*** TEXT FOR ANALYSIS
I think I need to do that thing I know I am allowed to do but never quite feel justified in doing: I can take time off.  It’s ridiculous that I can’t figure out that when you go weeks working seven days a week, that means that now and then you do get to make up for that by taking more than one or two freaking down days.  There are really only 10-15 hours of work in the next week I absolutely have to do, so it’s actually a good time to take some downtime.   I’m hoping for a nice day to take Mya kayaking when she’s here, get a Discovery Park hike in, a few other things I think she’d enjoy.   And for the love of Jaysis, being able to just mellow out with Blue this weekend would be great. For real mellow out: seeing one another in person often requires a good deal of time spent sorting out a bunch of heavy stuff, especially because his transitions are bigger, more complex  and have had less room made for them in his life than mine have in many ways.

I’m babbling, I know.  See?  Told you I needed some downtime.  I’m off to physical therapy, and then a full at-home workday.  Tonight and Wednesday I can get a pile of things done, and then Wednesday night I can pretty much bugger off for a week besides the few things I am scheduled to do.  If you see me working, snap my fingers in the laptop, will you?

Saturday, June 6th, 2009

I’m cross-posting a piece here from both The Guardian (where it was edited down for size) and at Scarleteen, and then I’ve a bit more to say.
******
*** DATA EXTRACT
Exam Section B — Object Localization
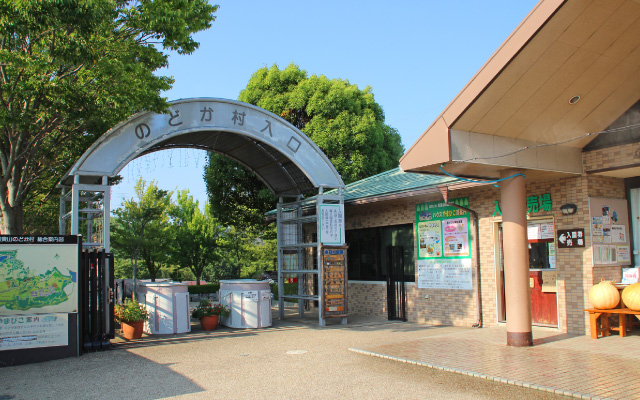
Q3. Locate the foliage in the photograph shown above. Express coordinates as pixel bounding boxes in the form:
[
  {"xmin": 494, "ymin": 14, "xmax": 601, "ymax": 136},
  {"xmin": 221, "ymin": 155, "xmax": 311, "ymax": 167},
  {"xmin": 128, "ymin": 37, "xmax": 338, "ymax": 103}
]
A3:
[
  {"xmin": 0, "ymin": 0, "xmax": 218, "ymax": 234},
  {"xmin": 204, "ymin": 64, "xmax": 404, "ymax": 266},
  {"xmin": 111, "ymin": 179, "xmax": 172, "ymax": 281},
  {"xmin": 204, "ymin": 153, "xmax": 277, "ymax": 231},
  {"xmin": 114, "ymin": 297, "xmax": 149, "ymax": 322},
  {"xmin": 187, "ymin": 283, "xmax": 220, "ymax": 294},
  {"xmin": 191, "ymin": 299, "xmax": 231, "ymax": 319},
  {"xmin": 239, "ymin": 64, "xmax": 404, "ymax": 184},
  {"xmin": 169, "ymin": 191, "xmax": 224, "ymax": 285}
]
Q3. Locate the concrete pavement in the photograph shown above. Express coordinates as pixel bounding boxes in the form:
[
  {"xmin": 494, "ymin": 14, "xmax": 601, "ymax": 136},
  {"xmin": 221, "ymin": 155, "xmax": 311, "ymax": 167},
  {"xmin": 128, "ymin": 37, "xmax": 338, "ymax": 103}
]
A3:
[{"xmin": 0, "ymin": 310, "xmax": 640, "ymax": 400}]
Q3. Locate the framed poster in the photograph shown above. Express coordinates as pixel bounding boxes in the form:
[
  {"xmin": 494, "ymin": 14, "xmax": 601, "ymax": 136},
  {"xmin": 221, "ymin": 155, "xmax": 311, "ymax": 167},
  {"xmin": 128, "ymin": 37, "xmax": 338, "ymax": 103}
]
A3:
[
  {"xmin": 589, "ymin": 197, "xmax": 631, "ymax": 266},
  {"xmin": 320, "ymin": 246, "xmax": 348, "ymax": 318},
  {"xmin": 416, "ymin": 197, "xmax": 473, "ymax": 290}
]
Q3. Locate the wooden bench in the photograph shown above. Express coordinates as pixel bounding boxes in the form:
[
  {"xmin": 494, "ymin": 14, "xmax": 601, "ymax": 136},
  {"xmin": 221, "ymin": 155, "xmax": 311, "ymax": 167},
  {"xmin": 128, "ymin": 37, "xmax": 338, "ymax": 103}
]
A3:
[{"xmin": 585, "ymin": 308, "xmax": 640, "ymax": 339}]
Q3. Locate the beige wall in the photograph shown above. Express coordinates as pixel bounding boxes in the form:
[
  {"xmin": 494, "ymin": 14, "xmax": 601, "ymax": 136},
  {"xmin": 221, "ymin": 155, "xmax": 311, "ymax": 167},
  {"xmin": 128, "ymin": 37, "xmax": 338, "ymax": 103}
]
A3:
[{"xmin": 346, "ymin": 169, "xmax": 625, "ymax": 334}]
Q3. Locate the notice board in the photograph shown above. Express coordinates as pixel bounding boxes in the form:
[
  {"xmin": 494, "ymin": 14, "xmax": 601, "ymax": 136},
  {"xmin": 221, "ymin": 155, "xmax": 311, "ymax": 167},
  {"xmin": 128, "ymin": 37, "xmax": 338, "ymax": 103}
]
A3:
[
  {"xmin": 0, "ymin": 235, "xmax": 82, "ymax": 365},
  {"xmin": 589, "ymin": 197, "xmax": 631, "ymax": 266},
  {"xmin": 416, "ymin": 197, "xmax": 473, "ymax": 290},
  {"xmin": 320, "ymin": 246, "xmax": 348, "ymax": 318}
]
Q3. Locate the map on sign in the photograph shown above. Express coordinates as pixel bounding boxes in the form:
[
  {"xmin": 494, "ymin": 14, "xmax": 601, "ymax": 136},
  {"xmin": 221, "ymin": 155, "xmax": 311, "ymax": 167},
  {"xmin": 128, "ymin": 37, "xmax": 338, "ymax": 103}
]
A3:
[{"xmin": 0, "ymin": 244, "xmax": 78, "ymax": 315}]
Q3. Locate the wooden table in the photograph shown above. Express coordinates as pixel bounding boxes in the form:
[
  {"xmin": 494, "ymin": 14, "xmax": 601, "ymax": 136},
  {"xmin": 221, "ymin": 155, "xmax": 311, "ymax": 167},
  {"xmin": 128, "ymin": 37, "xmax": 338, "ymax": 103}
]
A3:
[{"xmin": 585, "ymin": 308, "xmax": 640, "ymax": 339}]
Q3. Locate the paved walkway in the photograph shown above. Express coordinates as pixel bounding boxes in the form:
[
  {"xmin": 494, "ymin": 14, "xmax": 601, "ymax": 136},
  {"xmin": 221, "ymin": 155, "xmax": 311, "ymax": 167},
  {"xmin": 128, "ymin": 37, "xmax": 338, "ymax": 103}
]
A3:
[{"xmin": 349, "ymin": 327, "xmax": 640, "ymax": 399}]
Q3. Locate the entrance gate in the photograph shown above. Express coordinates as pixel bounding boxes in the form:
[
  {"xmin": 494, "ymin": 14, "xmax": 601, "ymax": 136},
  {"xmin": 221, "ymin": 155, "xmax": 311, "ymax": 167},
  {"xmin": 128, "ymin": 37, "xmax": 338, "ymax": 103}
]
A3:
[
  {"xmin": 78, "ymin": 250, "xmax": 115, "ymax": 352},
  {"xmin": 59, "ymin": 98, "xmax": 344, "ymax": 323}
]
******
WORK REQUEST 1
About the text on taking time off:
(a) How many hours of work in the coming week does the writer say absolutely must be done?
(b) Where is the writer going before the full at-home workday?
(c) From which two places is the piece being cross-posted?
WORK REQUEST 2
Could you print the part of the text on taking time off that opens with the words containing "Saturday, June 6th, 2009" and closes with "more to say."?

TASK OUTPUT 1
(a) 10-15 hours.
(b) To physical therapy.
(c) The Guardian and Scarleteen.

TASK OUTPUT 2
Saturday, June 6th, 2009

I’m cross-posting a piece here from both The Guardian (where it was edited down for size) and at Scarleteen, and then I’ve a bit more to say.